# TASK DETAILS:
Please rewrite the listing below as a two-column CSV with the headers text and answer. Give each wording and its answer one row, put each in a single quoted field with line breaks replaced by spaces, and leave the pictures out.

# DATA IN THIS EXERCISE:

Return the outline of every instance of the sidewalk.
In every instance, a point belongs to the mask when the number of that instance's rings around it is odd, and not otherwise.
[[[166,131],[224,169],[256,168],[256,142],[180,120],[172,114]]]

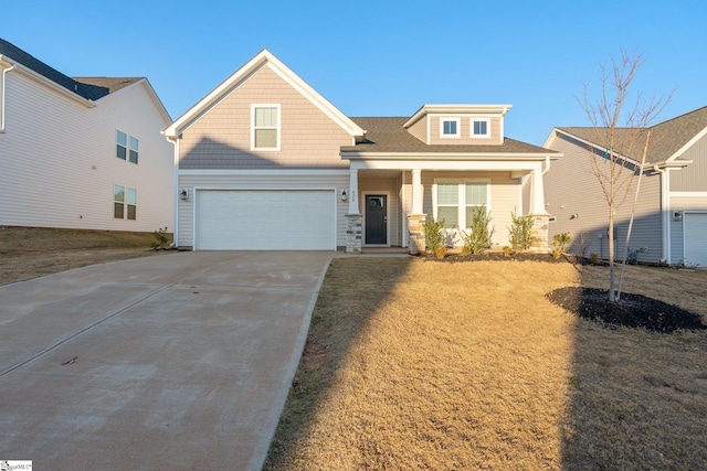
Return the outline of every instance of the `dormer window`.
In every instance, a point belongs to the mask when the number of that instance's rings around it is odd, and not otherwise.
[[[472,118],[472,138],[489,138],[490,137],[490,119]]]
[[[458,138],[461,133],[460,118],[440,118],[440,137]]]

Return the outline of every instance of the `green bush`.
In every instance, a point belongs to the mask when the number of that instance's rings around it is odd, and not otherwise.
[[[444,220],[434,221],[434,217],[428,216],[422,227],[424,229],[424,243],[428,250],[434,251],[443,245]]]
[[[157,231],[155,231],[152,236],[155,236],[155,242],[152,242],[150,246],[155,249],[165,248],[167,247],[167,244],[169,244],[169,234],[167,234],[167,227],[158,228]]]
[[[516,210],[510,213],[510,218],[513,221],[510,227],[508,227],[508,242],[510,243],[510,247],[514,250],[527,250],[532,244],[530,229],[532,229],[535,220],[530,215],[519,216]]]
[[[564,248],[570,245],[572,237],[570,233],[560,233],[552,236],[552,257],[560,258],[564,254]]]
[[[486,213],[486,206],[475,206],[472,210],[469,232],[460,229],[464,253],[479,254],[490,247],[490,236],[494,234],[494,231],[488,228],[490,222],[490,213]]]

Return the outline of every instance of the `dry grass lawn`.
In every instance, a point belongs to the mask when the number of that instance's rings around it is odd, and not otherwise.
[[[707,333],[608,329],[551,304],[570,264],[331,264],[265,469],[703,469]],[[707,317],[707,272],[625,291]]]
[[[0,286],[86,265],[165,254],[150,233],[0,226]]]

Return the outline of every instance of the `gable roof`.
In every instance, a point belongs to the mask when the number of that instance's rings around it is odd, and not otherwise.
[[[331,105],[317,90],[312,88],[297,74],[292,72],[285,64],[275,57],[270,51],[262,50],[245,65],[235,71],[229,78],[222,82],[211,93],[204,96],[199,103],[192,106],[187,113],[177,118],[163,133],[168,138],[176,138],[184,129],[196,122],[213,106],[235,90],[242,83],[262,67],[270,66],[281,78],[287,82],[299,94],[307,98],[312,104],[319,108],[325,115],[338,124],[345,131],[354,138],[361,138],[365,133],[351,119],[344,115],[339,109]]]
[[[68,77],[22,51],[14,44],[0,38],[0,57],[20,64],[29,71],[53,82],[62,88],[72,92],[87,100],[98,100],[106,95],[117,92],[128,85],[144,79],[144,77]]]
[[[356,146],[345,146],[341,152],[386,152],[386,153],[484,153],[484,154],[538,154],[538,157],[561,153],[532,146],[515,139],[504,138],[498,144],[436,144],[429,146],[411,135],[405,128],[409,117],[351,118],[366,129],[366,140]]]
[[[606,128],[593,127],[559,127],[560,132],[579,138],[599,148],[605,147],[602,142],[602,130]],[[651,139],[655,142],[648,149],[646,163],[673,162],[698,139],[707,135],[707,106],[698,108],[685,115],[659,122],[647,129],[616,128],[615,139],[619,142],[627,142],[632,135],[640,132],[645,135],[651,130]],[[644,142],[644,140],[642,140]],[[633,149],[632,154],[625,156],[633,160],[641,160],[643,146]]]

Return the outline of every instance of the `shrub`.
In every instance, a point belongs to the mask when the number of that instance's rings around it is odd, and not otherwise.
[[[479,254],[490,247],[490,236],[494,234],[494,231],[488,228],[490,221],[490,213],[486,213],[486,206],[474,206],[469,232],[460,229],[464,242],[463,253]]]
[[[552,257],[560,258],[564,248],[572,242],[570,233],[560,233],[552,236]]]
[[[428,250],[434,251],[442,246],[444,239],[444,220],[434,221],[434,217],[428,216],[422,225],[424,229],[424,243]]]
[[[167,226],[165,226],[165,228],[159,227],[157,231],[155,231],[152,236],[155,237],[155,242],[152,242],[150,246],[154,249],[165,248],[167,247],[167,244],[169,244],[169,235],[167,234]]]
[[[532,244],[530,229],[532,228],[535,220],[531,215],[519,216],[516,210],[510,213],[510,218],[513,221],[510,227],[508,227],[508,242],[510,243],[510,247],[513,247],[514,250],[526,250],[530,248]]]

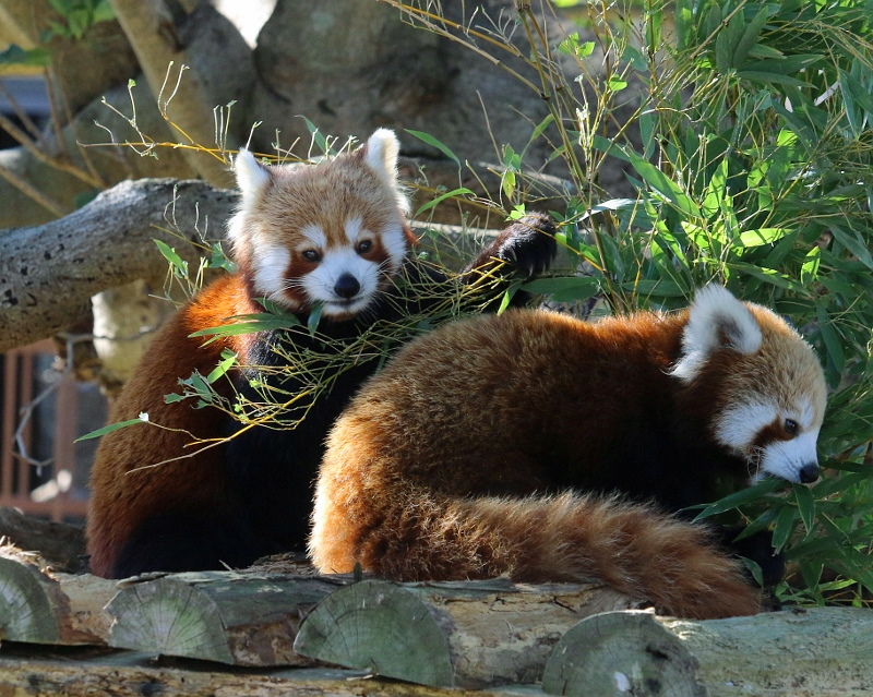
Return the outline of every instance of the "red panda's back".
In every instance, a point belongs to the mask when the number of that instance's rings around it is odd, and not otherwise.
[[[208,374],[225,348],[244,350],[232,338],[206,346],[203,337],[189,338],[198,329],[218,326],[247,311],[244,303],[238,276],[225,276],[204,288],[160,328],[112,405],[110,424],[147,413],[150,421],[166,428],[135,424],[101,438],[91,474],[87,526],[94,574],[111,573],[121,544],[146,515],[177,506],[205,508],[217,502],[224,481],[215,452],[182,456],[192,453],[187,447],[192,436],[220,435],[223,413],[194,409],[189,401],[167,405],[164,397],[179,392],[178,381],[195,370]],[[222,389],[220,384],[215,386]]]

# COMPLETE OUTPUT:
text,answer
"Return the outline of every instance of the sidewalk. In every instance, a point belongs to the mask when the number of that instance's rings around it is odd, and not otherwise.","[[[166,131],[224,169],[256,168],[256,142],[180,120],[172,114]]]"
"Return the outline of every instance of the `dormer window`. In every instance, a point belongs to the mask when the number of that instance's rings around it is odd, and not otherwise.","[[[472,118],[472,138],[489,138],[490,137],[490,119]]] [[[458,138],[461,133],[460,118],[440,118],[440,137]]]"
"Return the outline of every instance of the `green bush`. In every instance, a point belongs to the mask when the number of that instance's rings around it is odd, and not otherwise.","[[[444,220],[434,221],[434,217],[428,216],[422,227],[424,229],[424,243],[428,250],[434,251],[443,245]]] [[[157,231],[155,231],[152,236],[155,236],[155,242],[152,242],[150,246],[155,249],[165,248],[167,247],[167,244],[169,244],[169,234],[167,234],[167,227],[158,228]]] [[[516,210],[510,213],[510,218],[513,221],[510,227],[508,227],[508,242],[510,243],[510,247],[514,250],[527,250],[532,244],[530,229],[532,229],[535,220],[530,215],[519,216]]] [[[564,248],[570,245],[572,237],[570,233],[560,233],[552,236],[552,257],[560,258],[564,254]]] [[[486,213],[486,206],[475,206],[472,210],[469,232],[460,229],[464,253],[479,254],[490,247],[490,236],[494,234],[494,231],[488,228],[490,222],[490,213]]]"
"Return the outline of every instance of the `dry grass lawn`. In every instance, a point belongs to the mask when the number of that instance's rings around it is odd, and not otherwise.","[[[707,333],[608,329],[551,304],[570,264],[331,264],[265,469],[703,469]],[[707,317],[707,272],[625,291]]] [[[0,286],[86,265],[165,254],[150,233],[0,226]]]"
"Return the outline of every instance of the `gable roof`. In every instance, a point belongs to the mask when the number of that instance's rings around it is odd, and not otherwise.","[[[331,105],[317,90],[312,88],[297,74],[292,72],[285,64],[275,57],[270,51],[262,50],[245,65],[235,71],[229,78],[222,82],[211,93],[204,96],[199,103],[192,106],[187,113],[177,118],[163,133],[168,138],[176,138],[184,129],[196,122],[213,106],[235,90],[242,83],[262,67],[270,66],[281,78],[287,82],[299,94],[307,98],[312,104],[319,108],[325,115],[338,124],[345,131],[354,138],[361,138],[365,133],[351,119],[344,115],[339,109]]] [[[68,77],[22,51],[14,44],[0,38],[0,57],[20,64],[29,71],[53,82],[62,88],[72,92],[87,100],[98,100],[106,95],[117,92],[128,85],[144,79],[144,77]]] [[[356,146],[345,146],[341,152],[386,152],[386,153],[484,153],[484,154],[538,154],[538,157],[561,153],[532,146],[515,139],[504,138],[498,144],[436,144],[429,146],[411,135],[405,128],[409,117],[351,118],[366,129],[366,140]]] [[[606,128],[593,127],[559,127],[560,132],[579,138],[599,148],[605,147],[602,142],[602,130]],[[651,139],[655,142],[648,149],[646,163],[673,162],[698,139],[707,135],[707,106],[698,108],[685,115],[659,122],[647,129],[616,128],[615,139],[619,142],[627,142],[632,135],[640,132],[645,135],[651,130]],[[644,142],[644,140],[642,140]],[[633,149],[632,154],[625,156],[633,160],[641,160],[643,146]]]"
"Return the outline of every instance of the `shrub`. In every instance, a point belongs to the mask when the number of that instance's rings around it is odd, and not otherwise.","[[[479,254],[490,247],[490,236],[494,234],[494,231],[488,228],[490,221],[490,213],[486,213],[486,206],[474,206],[469,232],[460,229],[464,242],[463,253]]] [[[552,257],[560,258],[564,248],[572,242],[570,233],[560,233],[552,236]]] [[[428,250],[434,251],[442,246],[444,239],[444,220],[434,221],[434,217],[428,216],[422,225],[424,229],[424,243]]] [[[167,226],[165,226],[165,228],[159,227],[157,231],[155,231],[152,236],[155,237],[155,242],[152,242],[150,246],[154,249],[165,248],[167,247],[167,244],[169,244],[169,235],[167,234]]] [[[532,244],[530,229],[532,228],[535,220],[531,215],[519,216],[516,210],[510,213],[510,218],[513,221],[510,227],[508,227],[508,242],[510,243],[510,247],[513,247],[514,250],[526,250],[530,248]]]"
"Return the outline of every instance of the ""red panda's back"". In every instance, a point belongs to the mask when the number of that instance's rings around it is odd, and not otherwise.","[[[208,374],[225,348],[244,350],[232,338],[206,346],[203,337],[189,338],[198,329],[218,326],[247,311],[244,303],[238,276],[225,276],[204,288],[160,328],[112,405],[110,424],[147,413],[150,421],[166,428],[135,424],[101,438],[91,474],[87,526],[94,574],[111,573],[121,544],[146,515],[177,506],[205,508],[217,502],[224,481],[215,452],[182,456],[192,453],[187,447],[192,436],[220,435],[223,413],[194,409],[189,401],[167,405],[164,397],[179,392],[178,381],[195,370]],[[222,389],[220,384],[215,386]]]"